-- start of Records for the exercise --

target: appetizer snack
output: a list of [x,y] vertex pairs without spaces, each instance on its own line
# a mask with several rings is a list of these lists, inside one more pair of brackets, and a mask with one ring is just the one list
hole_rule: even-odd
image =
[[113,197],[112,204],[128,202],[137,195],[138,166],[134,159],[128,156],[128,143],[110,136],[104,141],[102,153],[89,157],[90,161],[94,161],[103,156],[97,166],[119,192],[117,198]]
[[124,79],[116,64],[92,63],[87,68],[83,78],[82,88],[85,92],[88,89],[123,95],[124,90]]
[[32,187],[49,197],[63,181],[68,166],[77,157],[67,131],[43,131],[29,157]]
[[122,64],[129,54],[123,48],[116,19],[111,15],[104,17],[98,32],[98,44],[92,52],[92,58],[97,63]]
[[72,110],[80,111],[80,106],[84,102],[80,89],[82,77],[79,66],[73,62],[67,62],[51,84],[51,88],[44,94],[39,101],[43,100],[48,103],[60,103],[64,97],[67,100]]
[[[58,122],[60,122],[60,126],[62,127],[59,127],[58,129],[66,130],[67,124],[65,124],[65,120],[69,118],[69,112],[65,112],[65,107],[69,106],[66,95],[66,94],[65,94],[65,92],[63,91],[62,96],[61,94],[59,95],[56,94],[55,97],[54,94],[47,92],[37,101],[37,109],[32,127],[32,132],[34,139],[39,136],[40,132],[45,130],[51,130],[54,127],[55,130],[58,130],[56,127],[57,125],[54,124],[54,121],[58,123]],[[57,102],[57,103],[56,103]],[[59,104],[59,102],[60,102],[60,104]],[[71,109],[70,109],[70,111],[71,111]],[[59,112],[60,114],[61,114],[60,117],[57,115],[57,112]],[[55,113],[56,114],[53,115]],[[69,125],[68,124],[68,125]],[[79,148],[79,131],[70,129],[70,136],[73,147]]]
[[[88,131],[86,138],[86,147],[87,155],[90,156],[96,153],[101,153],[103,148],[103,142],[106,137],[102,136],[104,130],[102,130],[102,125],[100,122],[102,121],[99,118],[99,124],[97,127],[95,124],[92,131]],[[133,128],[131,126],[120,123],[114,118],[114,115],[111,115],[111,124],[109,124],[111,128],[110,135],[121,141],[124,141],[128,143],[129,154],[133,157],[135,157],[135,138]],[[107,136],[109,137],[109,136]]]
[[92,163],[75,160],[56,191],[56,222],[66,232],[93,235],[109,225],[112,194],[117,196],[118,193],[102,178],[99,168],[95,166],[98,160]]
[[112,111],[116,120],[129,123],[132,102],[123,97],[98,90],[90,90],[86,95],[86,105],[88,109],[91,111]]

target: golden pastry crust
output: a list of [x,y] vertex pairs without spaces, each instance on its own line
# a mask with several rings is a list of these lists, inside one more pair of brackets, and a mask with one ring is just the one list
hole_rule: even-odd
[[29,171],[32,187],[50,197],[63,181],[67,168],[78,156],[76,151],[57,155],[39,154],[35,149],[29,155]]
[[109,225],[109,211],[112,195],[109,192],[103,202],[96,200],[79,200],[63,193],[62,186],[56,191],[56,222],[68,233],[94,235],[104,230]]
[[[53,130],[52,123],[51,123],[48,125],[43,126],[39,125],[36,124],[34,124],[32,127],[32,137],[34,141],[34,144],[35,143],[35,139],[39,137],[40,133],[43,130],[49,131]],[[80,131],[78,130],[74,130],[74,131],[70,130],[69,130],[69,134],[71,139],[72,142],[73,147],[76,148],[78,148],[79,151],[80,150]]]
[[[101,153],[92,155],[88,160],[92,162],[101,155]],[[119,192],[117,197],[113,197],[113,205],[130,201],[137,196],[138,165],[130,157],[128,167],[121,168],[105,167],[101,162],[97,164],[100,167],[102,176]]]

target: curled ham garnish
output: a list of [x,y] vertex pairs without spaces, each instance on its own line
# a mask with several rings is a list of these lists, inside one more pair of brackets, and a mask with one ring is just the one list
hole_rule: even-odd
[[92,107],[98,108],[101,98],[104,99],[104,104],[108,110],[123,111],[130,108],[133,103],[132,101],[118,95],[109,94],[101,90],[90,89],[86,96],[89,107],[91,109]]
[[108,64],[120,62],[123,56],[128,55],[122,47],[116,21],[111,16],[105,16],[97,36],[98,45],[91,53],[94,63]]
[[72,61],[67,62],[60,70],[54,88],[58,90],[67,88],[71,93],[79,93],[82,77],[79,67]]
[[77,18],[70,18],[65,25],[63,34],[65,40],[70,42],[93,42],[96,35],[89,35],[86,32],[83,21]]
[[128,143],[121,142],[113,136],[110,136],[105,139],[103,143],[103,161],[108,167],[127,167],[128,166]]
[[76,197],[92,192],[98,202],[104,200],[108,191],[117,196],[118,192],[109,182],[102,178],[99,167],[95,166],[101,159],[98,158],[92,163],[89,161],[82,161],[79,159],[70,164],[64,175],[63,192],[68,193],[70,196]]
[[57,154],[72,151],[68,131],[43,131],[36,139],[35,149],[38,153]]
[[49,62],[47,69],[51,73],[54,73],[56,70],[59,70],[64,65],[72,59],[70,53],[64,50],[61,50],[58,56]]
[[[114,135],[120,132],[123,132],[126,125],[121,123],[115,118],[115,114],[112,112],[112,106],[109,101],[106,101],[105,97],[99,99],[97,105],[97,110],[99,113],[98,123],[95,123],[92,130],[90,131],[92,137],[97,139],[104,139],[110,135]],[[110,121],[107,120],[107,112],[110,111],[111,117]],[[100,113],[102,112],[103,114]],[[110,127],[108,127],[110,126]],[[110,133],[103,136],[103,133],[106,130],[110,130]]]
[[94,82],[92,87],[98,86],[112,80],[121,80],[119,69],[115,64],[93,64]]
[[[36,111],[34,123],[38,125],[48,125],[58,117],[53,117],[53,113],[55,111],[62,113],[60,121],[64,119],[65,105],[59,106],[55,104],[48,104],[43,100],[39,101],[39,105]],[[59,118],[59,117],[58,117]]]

-- end of Records for the exercise --

**Written problem**
Edit the records above, swapping "even-odd" for "nonzero" wherever it appears and leaving every other line untouched.

**Answer below**
target: appetizer snack
output: a list of [x,y] vertex pairs without spaces, each instance on its own line
# a mask with several rings is a list of these lists, inside one more pair of brackets, and a mask with one ring is just the one list
hole_rule: nonzero
image =
[[113,197],[112,204],[128,202],[137,195],[138,166],[134,159],[128,156],[128,143],[110,136],[104,141],[102,153],[89,157],[90,161],[94,161],[103,156],[97,166],[119,192],[117,198]]
[[124,79],[116,64],[92,63],[87,68],[83,78],[82,88],[85,92],[88,89],[123,95],[124,90]]
[[32,187],[49,197],[63,181],[68,166],[77,157],[67,131],[43,131],[29,157]]
[[122,64],[129,54],[123,48],[116,19],[111,15],[104,17],[98,32],[98,44],[92,52],[92,58],[97,63]]
[[72,110],[80,111],[80,106],[84,102],[80,89],[82,77],[79,66],[73,62],[67,62],[51,84],[51,88],[44,94],[39,101],[43,100],[48,103],[60,103],[64,97],[67,100]]
[[[58,122],[60,122],[60,126],[62,127],[59,127],[58,129],[66,130],[67,124],[65,124],[65,120],[69,118],[69,112],[65,112],[65,107],[69,106],[66,95],[66,94],[65,94],[65,92],[63,91],[62,96],[61,94],[59,95],[56,94],[55,97],[54,94],[47,92],[37,101],[37,109],[32,127],[32,132],[34,139],[39,136],[40,132],[45,130],[51,130],[54,127],[55,130],[58,130],[56,127],[57,125],[54,124],[54,121],[58,123]],[[57,102],[57,103],[56,103]],[[59,104],[59,102],[60,102],[60,104]],[[71,109],[70,109],[70,111],[71,111]],[[59,112],[60,114],[61,114],[60,117],[57,115],[57,112]],[[55,113],[56,114],[53,115]],[[69,125],[68,124],[68,125]],[[79,148],[79,131],[70,129],[70,136],[73,147]]]
[[[88,131],[86,138],[86,147],[87,155],[90,156],[96,153],[101,153],[103,148],[103,142],[106,137],[102,136],[104,130],[102,130],[102,125],[100,122],[102,121],[99,118],[99,124],[97,127],[95,124],[92,131]],[[133,128],[131,126],[120,123],[114,118],[114,115],[111,115],[111,124],[109,124],[111,128],[110,135],[121,141],[124,141],[128,143],[129,154],[133,157],[135,157],[135,138]],[[107,136],[109,137],[109,136]]]
[[92,163],[75,160],[56,191],[56,222],[66,232],[93,235],[109,225],[112,194],[117,196],[118,193],[102,178],[99,168],[95,166],[98,160]]
[[112,111],[116,120],[129,123],[132,102],[123,97],[98,90],[90,90],[86,95],[86,105],[88,109],[91,111]]

target: golden pastry crust
output: a list of [x,y] vertex pairs without spaces, each instance on its own line
# a mask with several rings is a list of these lists, inside one more pair of brackets, and a mask with one ring is just the one list
hole_rule: nonzero
[[29,171],[32,187],[50,197],[63,181],[67,168],[78,156],[76,151],[57,155],[39,154],[35,149],[29,155]]
[[109,225],[109,211],[112,195],[109,192],[103,202],[96,200],[79,200],[63,193],[62,186],[56,191],[56,222],[68,233],[94,235],[104,230]]
[[[53,130],[52,123],[51,123],[48,125],[43,126],[39,125],[36,124],[34,124],[32,127],[32,137],[34,141],[34,144],[35,143],[35,139],[39,137],[40,133],[43,130],[49,131]],[[80,131],[78,130],[74,130],[74,131],[70,130],[69,130],[69,134],[71,139],[72,142],[73,147],[76,148],[78,148],[79,151],[80,150]]]
[[[101,153],[92,155],[88,160],[92,162],[101,155]],[[119,192],[117,197],[113,197],[113,205],[130,201],[137,196],[138,165],[130,157],[128,167],[121,168],[105,167],[101,162],[97,164],[100,167],[102,176]]]

target: curled ham garnish
output: a list of [x,y] vertex pairs without spaces, each instance on its own line
# a mask with several rings is a list of these lists, inside one more pair of brackets, and a mask with one ring is just the one list
hole_rule: nonzero
[[92,107],[98,108],[101,98],[104,99],[104,104],[108,110],[123,111],[130,108],[133,103],[132,101],[118,95],[109,94],[101,90],[90,89],[86,96],[89,107],[91,109]]
[[108,64],[120,62],[123,56],[128,55],[122,47],[116,21],[111,16],[105,16],[97,36],[98,45],[91,53],[94,63]]
[[72,61],[67,62],[60,70],[54,88],[58,90],[67,88],[71,93],[79,93],[82,77],[79,67]]
[[77,18],[70,18],[65,25],[63,34],[65,40],[70,42],[93,42],[96,35],[89,35],[86,32],[83,21]]
[[128,143],[121,142],[113,136],[110,136],[105,139],[103,143],[103,161],[108,167],[127,167],[128,166]]
[[76,197],[92,192],[98,202],[104,200],[108,191],[117,196],[118,192],[109,182],[102,178],[99,167],[95,166],[101,159],[98,158],[92,163],[89,161],[82,161],[79,159],[70,164],[64,175],[63,192],[68,193],[70,196]]
[[57,154],[72,151],[68,131],[43,131],[36,139],[35,149],[38,153]]
[[49,62],[47,69],[51,73],[54,73],[56,70],[59,70],[64,65],[72,59],[70,53],[64,50],[61,50],[58,56]]
[[[114,135],[120,132],[123,132],[126,125],[121,123],[115,118],[115,114],[112,112],[112,106],[109,101],[106,101],[105,97],[99,99],[97,105],[97,110],[99,113],[98,123],[95,123],[92,130],[90,131],[92,137],[97,139],[104,139],[110,135]],[[110,121],[107,120],[107,112],[110,111],[111,117]],[[100,113],[102,112],[103,114]],[[110,127],[108,127],[110,126]],[[110,133],[103,136],[103,133],[106,130],[110,130]]]
[[94,82],[92,87],[98,86],[112,80],[121,80],[119,69],[115,64],[93,64]]
[[[36,111],[34,123],[38,125],[48,125],[58,117],[53,117],[53,113],[55,111],[62,113],[60,121],[64,119],[65,105],[59,106],[55,104],[48,104],[43,100],[39,101],[39,105]],[[59,118],[59,117],[58,117]]]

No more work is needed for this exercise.